##### RECORDS FOR THIS TASK #####

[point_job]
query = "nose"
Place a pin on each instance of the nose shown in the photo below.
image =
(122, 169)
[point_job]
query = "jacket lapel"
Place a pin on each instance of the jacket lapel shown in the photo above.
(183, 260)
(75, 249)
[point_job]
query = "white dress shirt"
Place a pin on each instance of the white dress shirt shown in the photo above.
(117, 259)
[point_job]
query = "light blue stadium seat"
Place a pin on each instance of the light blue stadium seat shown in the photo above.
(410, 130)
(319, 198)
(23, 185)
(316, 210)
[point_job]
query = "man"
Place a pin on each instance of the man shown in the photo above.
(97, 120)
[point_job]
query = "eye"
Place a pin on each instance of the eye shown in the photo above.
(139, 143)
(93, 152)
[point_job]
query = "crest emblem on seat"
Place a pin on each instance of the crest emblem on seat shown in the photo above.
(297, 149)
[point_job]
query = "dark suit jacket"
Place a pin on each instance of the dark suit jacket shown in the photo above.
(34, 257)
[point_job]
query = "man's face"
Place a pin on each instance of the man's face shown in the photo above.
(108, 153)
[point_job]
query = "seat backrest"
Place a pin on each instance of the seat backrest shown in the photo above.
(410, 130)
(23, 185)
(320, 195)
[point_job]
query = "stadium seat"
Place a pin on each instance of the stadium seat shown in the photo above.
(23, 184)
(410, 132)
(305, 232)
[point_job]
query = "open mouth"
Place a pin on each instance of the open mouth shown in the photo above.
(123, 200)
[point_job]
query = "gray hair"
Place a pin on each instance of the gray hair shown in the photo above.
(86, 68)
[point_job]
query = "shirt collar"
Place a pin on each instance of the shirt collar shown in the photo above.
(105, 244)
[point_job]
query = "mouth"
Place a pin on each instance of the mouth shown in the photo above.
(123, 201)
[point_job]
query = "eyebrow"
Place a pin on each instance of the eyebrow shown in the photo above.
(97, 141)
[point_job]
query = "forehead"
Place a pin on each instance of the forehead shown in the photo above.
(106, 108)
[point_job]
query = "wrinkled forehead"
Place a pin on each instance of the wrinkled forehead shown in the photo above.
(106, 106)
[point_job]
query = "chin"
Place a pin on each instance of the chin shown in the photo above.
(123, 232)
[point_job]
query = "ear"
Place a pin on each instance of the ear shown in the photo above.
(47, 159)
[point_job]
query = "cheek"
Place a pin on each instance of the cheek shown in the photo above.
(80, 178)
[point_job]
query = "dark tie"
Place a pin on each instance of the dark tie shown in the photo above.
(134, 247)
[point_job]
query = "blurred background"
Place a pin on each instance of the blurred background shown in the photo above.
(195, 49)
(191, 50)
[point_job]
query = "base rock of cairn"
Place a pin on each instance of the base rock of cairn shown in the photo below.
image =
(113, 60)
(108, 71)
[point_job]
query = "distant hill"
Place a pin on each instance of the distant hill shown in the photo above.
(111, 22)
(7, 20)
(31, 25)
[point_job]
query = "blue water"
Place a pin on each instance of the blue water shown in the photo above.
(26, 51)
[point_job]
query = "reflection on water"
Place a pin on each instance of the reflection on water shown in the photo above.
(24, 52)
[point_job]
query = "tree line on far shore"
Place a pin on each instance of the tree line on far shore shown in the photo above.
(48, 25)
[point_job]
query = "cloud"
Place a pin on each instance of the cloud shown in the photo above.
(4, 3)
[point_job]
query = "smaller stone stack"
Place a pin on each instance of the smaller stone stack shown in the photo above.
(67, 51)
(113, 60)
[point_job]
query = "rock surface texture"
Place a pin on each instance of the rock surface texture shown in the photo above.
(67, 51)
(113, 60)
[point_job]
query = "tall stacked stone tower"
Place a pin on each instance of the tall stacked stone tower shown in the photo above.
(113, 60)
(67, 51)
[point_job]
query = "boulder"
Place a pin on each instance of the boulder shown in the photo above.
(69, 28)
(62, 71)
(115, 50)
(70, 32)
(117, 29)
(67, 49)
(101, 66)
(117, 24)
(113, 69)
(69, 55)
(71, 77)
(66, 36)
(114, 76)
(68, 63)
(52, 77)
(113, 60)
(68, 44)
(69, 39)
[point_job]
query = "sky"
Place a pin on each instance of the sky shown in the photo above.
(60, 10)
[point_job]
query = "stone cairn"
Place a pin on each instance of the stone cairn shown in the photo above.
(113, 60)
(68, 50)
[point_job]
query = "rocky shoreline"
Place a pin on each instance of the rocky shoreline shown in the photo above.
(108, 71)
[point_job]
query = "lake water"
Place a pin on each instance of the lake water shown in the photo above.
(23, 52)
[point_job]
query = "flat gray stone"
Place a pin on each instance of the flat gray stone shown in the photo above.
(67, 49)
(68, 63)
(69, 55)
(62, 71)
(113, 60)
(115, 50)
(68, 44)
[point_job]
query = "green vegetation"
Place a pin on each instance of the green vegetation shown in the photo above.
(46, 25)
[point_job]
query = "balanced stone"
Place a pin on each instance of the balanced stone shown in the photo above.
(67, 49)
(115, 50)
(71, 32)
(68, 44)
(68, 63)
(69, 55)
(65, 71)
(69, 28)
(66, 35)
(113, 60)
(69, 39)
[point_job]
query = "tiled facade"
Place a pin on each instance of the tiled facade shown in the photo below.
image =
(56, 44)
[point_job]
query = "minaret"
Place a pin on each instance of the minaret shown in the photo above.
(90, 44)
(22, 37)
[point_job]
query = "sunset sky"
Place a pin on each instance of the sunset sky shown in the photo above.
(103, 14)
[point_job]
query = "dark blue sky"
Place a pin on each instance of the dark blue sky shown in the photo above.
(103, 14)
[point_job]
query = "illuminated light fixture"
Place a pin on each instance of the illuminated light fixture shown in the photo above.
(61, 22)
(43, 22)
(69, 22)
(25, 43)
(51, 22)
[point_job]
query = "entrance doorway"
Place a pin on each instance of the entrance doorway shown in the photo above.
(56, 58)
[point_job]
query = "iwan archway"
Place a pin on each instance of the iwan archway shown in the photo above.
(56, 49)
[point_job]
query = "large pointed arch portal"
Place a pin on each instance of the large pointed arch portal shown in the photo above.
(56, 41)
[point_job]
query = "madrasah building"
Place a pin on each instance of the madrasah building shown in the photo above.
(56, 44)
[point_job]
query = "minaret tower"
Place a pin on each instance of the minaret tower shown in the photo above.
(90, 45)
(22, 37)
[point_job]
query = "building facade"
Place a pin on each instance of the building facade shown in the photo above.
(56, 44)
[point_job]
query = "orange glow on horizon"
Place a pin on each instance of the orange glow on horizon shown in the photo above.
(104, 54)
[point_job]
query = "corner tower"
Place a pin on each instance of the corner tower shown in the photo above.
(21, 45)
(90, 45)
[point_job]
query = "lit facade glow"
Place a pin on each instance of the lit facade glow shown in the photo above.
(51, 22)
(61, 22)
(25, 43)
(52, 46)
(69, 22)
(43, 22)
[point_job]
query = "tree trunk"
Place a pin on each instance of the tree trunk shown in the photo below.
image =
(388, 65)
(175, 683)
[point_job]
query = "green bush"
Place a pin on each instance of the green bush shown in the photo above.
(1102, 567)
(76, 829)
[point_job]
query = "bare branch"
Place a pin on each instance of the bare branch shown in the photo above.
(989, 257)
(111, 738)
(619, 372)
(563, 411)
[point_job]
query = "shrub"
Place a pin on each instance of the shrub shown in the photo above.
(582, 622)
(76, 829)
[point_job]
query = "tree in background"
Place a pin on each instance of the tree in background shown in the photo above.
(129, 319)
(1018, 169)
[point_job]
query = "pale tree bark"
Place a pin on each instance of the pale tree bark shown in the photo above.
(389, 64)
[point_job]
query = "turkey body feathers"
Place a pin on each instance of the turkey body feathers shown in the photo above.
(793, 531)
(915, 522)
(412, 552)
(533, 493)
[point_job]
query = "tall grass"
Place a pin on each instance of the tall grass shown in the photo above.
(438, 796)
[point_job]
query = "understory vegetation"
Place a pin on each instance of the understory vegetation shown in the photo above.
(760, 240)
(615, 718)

#####

REQUIRED WORK → Going through the records, say how many lines hold the string "trunk". Only the number should be given.

RESULT OF THE TASK → 2